Records contained in a dataset
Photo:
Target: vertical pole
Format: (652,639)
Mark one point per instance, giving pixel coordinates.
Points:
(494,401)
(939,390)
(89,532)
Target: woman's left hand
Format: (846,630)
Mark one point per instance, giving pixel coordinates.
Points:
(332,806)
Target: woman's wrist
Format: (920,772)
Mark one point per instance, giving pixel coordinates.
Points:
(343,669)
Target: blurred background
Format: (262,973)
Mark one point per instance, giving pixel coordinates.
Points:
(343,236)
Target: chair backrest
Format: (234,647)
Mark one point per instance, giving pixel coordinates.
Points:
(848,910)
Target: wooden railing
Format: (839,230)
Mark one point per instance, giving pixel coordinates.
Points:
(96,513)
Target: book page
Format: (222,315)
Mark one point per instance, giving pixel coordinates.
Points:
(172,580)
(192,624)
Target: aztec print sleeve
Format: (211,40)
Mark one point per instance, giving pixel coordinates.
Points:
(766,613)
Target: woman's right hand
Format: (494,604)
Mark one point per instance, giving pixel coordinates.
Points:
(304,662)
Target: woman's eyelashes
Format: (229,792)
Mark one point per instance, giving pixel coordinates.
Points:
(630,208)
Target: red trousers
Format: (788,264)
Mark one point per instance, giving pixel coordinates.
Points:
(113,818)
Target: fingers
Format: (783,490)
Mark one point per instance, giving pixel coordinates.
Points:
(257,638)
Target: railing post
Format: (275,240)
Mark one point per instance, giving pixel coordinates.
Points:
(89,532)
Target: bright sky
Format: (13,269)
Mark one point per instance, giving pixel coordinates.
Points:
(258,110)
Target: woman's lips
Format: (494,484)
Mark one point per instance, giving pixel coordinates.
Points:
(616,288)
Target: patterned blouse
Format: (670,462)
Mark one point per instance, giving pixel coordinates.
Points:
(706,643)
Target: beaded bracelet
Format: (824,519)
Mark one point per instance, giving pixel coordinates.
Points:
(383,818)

### ACTION ITEM
Make an exact copy of every record listed above.

### WRITTEN REPLY
Photo:
Target: vertical pole
Format: (652,639)
Mark one point per instance, giving pixel coordinates.
Points:
(494,401)
(939,390)
(89,532)
Target: woman's left hand
Format: (846,630)
Mark one point per instance, giving pixel coordinates.
Points:
(332,806)
Target: woman's wrist
Format: (920,772)
Mark one point per instance, giving pixel coordinates.
Points:
(343,669)
Target: blurred background
Format: (262,973)
Mark one point per instance, giving pixel coordinates.
Points:
(343,236)
Target: chair backrest
Format: (234,647)
Mark one point per instance, giving pixel coordinates.
Points:
(848,910)
Target: wooden railing
Format: (839,230)
Mark one point per instance, giving pixel coordinates.
Points:
(96,513)
Target: book page
Format: (222,315)
Mark one point per instance, giving pixel coordinates.
Points:
(172,580)
(192,624)
Target: aztec print sleeve
Format: (211,40)
Mark one point per instance, giving pixel coordinates.
Points:
(766,613)
Target: woman's right hand
Format: (494,604)
Mark one point per instance, giving pixel coordinates.
Points:
(304,662)
Target: woman's eyelashes
Format: (229,792)
Mark one point per instance, giving pixel coordinates.
Points:
(630,208)
Target: red trousers
Format: (788,264)
Mark one point per instance, giving pixel coordinates.
Points:
(113,818)
Target: fingers
Format: (783,490)
Mark one point per instance, giving pixel coordinates.
Points:
(257,638)
Target: railing post
Format: (275,240)
Mark one point per instance, giving pixel coordinates.
Points:
(89,532)
Target: bright sky
Format: (13,269)
Mark one point per instance, giving pixel coordinates.
Points:
(258,110)
Target: woman's lips
Format: (494,484)
Mark one point per instance, giving pixel coordinates.
Points:
(616,288)
Target: patterned blouse
Format: (670,462)
Mark one point per instance, giving pixel coordinates.
Points:
(706,643)
Target: beaded bracelet
Format: (824,519)
Mark one point per instance, giving pixel coordinates.
Points:
(383,818)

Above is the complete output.